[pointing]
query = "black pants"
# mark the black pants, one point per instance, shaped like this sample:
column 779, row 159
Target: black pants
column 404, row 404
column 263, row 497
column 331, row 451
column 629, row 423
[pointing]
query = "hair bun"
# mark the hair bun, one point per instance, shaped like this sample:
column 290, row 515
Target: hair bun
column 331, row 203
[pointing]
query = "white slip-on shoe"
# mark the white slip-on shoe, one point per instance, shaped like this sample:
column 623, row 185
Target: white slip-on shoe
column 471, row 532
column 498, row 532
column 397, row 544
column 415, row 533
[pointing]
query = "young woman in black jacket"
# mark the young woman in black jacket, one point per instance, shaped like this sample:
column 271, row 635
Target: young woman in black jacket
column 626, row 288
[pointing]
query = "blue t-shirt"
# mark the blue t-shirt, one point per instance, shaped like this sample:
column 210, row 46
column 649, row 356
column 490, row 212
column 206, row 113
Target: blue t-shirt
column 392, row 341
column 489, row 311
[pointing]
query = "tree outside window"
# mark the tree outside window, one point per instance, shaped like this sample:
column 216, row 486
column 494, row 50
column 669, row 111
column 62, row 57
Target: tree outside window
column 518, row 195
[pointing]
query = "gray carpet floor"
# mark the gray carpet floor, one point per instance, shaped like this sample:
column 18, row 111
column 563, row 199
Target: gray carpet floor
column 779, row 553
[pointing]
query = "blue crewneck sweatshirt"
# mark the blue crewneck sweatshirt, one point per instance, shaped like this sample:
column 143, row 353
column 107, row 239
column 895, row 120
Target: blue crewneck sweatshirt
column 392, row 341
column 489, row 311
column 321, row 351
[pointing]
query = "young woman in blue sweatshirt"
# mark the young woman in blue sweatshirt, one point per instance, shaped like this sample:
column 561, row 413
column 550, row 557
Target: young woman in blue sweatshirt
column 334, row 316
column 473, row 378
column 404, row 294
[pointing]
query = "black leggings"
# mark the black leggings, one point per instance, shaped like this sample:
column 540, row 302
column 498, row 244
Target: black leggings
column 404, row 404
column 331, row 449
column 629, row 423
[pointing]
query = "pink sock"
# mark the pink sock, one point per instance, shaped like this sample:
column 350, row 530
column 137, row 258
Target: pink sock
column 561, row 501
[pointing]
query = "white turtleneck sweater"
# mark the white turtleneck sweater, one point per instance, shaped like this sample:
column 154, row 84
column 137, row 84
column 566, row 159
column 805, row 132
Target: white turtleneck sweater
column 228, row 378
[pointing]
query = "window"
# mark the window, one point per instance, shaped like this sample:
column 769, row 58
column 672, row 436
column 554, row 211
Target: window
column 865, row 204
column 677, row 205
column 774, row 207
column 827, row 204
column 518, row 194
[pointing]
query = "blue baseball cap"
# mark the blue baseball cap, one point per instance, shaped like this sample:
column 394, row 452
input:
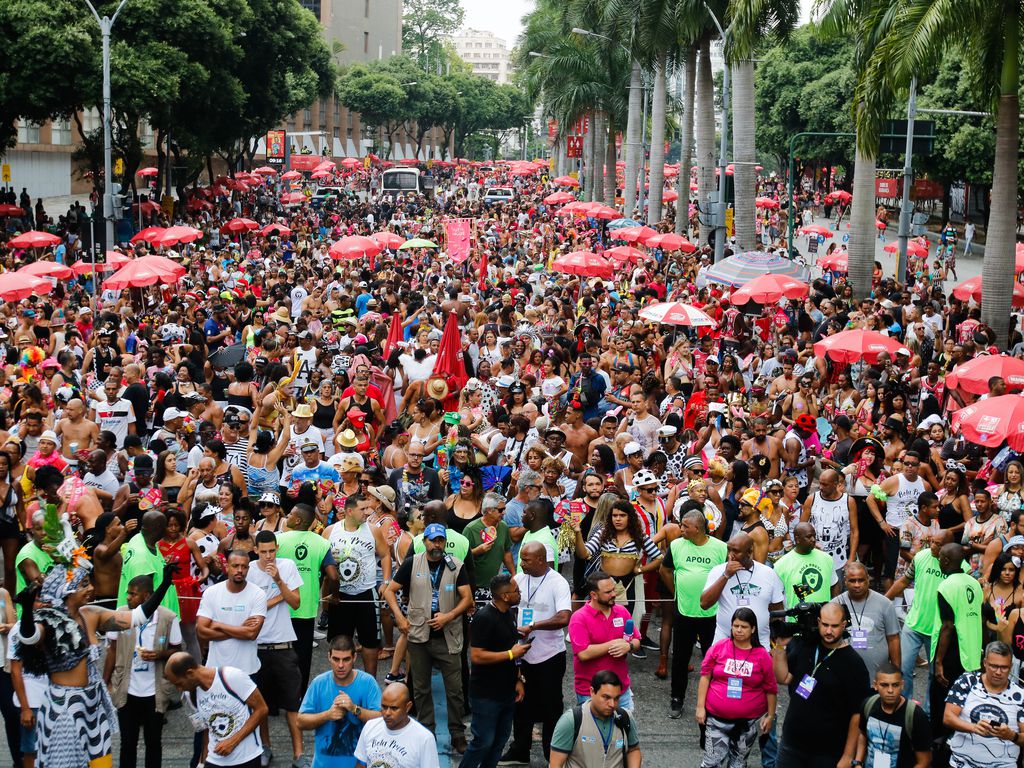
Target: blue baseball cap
column 434, row 530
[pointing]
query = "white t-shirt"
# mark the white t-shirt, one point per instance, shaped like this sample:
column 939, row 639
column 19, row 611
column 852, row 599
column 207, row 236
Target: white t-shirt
column 412, row 747
column 278, row 626
column 233, row 608
column 224, row 711
column 142, row 681
column 755, row 589
column 541, row 598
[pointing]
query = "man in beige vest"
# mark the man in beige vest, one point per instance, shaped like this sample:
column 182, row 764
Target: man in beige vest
column 439, row 594
column 134, row 672
column 597, row 733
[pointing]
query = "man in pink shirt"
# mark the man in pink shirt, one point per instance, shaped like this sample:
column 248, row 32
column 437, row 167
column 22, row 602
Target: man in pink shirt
column 602, row 636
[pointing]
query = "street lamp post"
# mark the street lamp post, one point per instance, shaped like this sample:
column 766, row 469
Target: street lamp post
column 105, row 25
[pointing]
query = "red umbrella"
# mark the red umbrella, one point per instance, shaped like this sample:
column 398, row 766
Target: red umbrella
column 355, row 247
column 624, row 254
column 973, row 376
column 671, row 242
column 16, row 286
column 114, row 260
column 971, row 289
column 175, row 235
column 280, row 229
column 150, row 235
column 634, row 233
column 34, row 239
column 390, row 241
column 586, row 263
column 240, row 225
column 450, row 363
column 838, row 261
column 991, row 421
column 558, row 198
column 47, row 269
column 395, row 335
column 850, row 346
column 769, row 289
column 145, row 270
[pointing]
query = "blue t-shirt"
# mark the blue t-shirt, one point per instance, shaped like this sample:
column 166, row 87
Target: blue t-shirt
column 336, row 739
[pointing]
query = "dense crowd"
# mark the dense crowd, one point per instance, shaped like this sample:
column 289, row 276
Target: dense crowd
column 413, row 464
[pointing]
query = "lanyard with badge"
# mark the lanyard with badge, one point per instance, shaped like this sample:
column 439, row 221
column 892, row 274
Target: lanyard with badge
column 806, row 686
column 526, row 614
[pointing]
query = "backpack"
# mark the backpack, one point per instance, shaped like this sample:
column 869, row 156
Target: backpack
column 620, row 720
column 911, row 708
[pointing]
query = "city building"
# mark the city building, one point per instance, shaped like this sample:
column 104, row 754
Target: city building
column 485, row 52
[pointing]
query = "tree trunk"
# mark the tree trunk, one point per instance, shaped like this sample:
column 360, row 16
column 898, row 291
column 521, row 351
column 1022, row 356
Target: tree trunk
column 686, row 143
column 862, row 230
column 997, row 267
column 743, row 155
column 609, row 165
column 705, row 110
column 656, row 142
column 632, row 143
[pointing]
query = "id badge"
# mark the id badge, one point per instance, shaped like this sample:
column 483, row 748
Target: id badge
column 806, row 686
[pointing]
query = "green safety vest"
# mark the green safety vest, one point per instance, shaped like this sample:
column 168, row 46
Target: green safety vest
column 138, row 559
column 456, row 545
column 545, row 537
column 966, row 598
column 691, row 565
column 307, row 551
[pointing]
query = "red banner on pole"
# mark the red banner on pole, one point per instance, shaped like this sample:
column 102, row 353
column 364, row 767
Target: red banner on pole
column 458, row 233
____
* Requirements *
Print out the whole of the material word for word, without pictures.

* Written response *
[pointing]
query = "black pants"
# mark the black pants, one point per instance, shaped like this sample:
column 779, row 159
Target: black pants
column 404, row 404
column 263, row 497
column 331, row 451
column 629, row 423
[pointing]
query = "hair bun"
# mark the hair bun, one point per instance, shaped like this sample:
column 290, row 515
Target: hair bun
column 331, row 203
[pointing]
query = "white slip-on shoe"
# mark the white slip-on shoe, one point per instance, shaped like this sample:
column 623, row 185
Target: white slip-on shoe
column 471, row 532
column 498, row 532
column 397, row 544
column 415, row 533
[pointing]
query = "young woman in black jacket"
# mark the young woman in black jacket, one point per instance, shaped like this sample:
column 271, row 635
Target: young woman in black jacket
column 626, row 288
[pointing]
query = "blue t-shirt"
# mark the blue t-shirt, one point per instance, shaped like this sample:
column 210, row 46
column 649, row 356
column 490, row 212
column 206, row 113
Target: blue t-shirt
column 392, row 341
column 489, row 311
[pointing]
query = "tree outside window"
# mark the tree outside window, one point per instance, shaped like this sample:
column 216, row 486
column 494, row 50
column 669, row 111
column 62, row 57
Target: tree outside window
column 518, row 195
[pointing]
query = "gray carpet floor"
# mark the gray carpet floor, one point per instance, shaped like this sample:
column 18, row 111
column 563, row 199
Target: gray carpet floor
column 779, row 553
[pointing]
query = "blue crewneck sweatshirt"
# mark the blue crewneck sweatshirt, one point per instance, shaped like this sample:
column 143, row 353
column 107, row 239
column 895, row 120
Target: blue crewneck sweatshirt
column 392, row 341
column 489, row 311
column 321, row 351
[pointing]
query = "young woman in blue sweatshirt"
# mark the young woman in blue sweatshirt, one point per instance, shaped like this sample:
column 561, row 413
column 550, row 557
Target: young woman in blue sweatshirt
column 334, row 316
column 473, row 378
column 404, row 294
[pointing]
query = "black leggings"
# mark the black leggings, one point per instance, shaped like this sample:
column 540, row 302
column 498, row 244
Target: black leggings
column 404, row 404
column 331, row 449
column 629, row 423
[pointing]
query = "pink sock"
# mark the pink sock, one point per instance, shaped like this sample:
column 350, row 530
column 137, row 258
Target: pink sock
column 561, row 501
[pointing]
query = "white turtleneck sweater"
# mark the white turtleneck sweater, one point per instance, shaped like this sample:
column 154, row 84
column 137, row 84
column 566, row 159
column 805, row 132
Target: white turtleneck sweater
column 228, row 378
[pointing]
query = "window"
# mark the window, one point per instance, shaped like this sample:
column 769, row 58
column 672, row 436
column 554, row 211
Target: window
column 865, row 204
column 677, row 205
column 774, row 207
column 827, row 204
column 518, row 194
[pointing]
query = "blue baseball cap"
# mark the blue baseball cap, one point per instance, shaped like this sample:
column 394, row 452
input:
Target: blue baseball cap
column 434, row 530
[pointing]
query = "white t-shirt"
# mark the white t-shirt, one point per instance, shaped like this sample:
column 939, row 639
column 19, row 611
column 852, row 599
column 207, row 236
Target: white t-shirt
column 412, row 747
column 278, row 626
column 233, row 608
column 224, row 711
column 142, row 681
column 755, row 589
column 541, row 598
[pointing]
query = "man in beige vest"
# mark the man in beige vest, one point per instance, shaped like this sample:
column 182, row 764
Target: man in beige vest
column 439, row 594
column 134, row 672
column 597, row 733
[pointing]
query = "man in pink shirt"
# mark the man in pink shirt, one point per instance, shaped like this sample:
column 248, row 32
column 437, row 167
column 22, row 602
Target: man in pink shirt
column 602, row 636
[pointing]
query = "street lamp post"
# mark the street lamp post, one point per instance, shaped like this sample:
column 766, row 469
Target: street lamp post
column 105, row 25
[pointing]
query = "red umbrella"
# mark the red umbrella, one point per instance, shaped like this sample:
column 398, row 766
Target: red umbrella
column 355, row 247
column 624, row 254
column 973, row 376
column 671, row 242
column 16, row 286
column 114, row 260
column 971, row 289
column 175, row 235
column 280, row 229
column 150, row 235
column 634, row 233
column 34, row 239
column 390, row 241
column 586, row 263
column 240, row 225
column 450, row 363
column 838, row 261
column 991, row 421
column 558, row 198
column 47, row 269
column 395, row 335
column 850, row 346
column 769, row 289
column 145, row 270
[pointing]
query = "blue t-shirt"
# mark the blue t-shirt, one point per instance, shaped like this sample:
column 166, row 87
Target: blue t-shirt
column 336, row 739
[pointing]
query = "dense crowd"
# mark the dense crowd, one point per instance, shaped like this sample:
column 289, row 276
Target: dense crowd
column 413, row 464
[pointing]
query = "lanyard with badge"
# mark the lanyard with badge, one point per instance, shaped like this sample:
column 439, row 221
column 892, row 274
Target: lanyard with badge
column 806, row 686
column 526, row 614
[pointing]
query = "backpack"
# mark the backpack, one point per instance, shaped like this sample:
column 869, row 156
Target: backpack
column 620, row 720
column 911, row 708
[pointing]
query = "city building"
# mark the city building, one point per instance, shaped like this sample:
column 104, row 754
Target: city building
column 485, row 52
[pointing]
query = "tree trunk"
# mark the tree trunk, one point per instance, shaped like this sample:
column 360, row 16
column 898, row 291
column 521, row 351
column 1022, row 356
Target: tree trunk
column 686, row 143
column 862, row 230
column 997, row 267
column 743, row 155
column 609, row 165
column 705, row 110
column 656, row 142
column 632, row 143
[pointing]
query = "id badge"
# mark the id badge, one point per instance, shaped like this sample:
column 483, row 748
Target: id badge
column 806, row 686
[pointing]
query = "green safety vest"
# mark the green safety vest, one point per instance, shaped like this sample:
column 168, row 46
Target: green safety vest
column 138, row 559
column 456, row 545
column 545, row 537
column 966, row 598
column 691, row 565
column 307, row 551
[pointing]
query = "red banner on pole"
# mark the red banner on pole, one point per instance, shaped like this sample:
column 102, row 353
column 364, row 767
Target: red banner on pole
column 458, row 233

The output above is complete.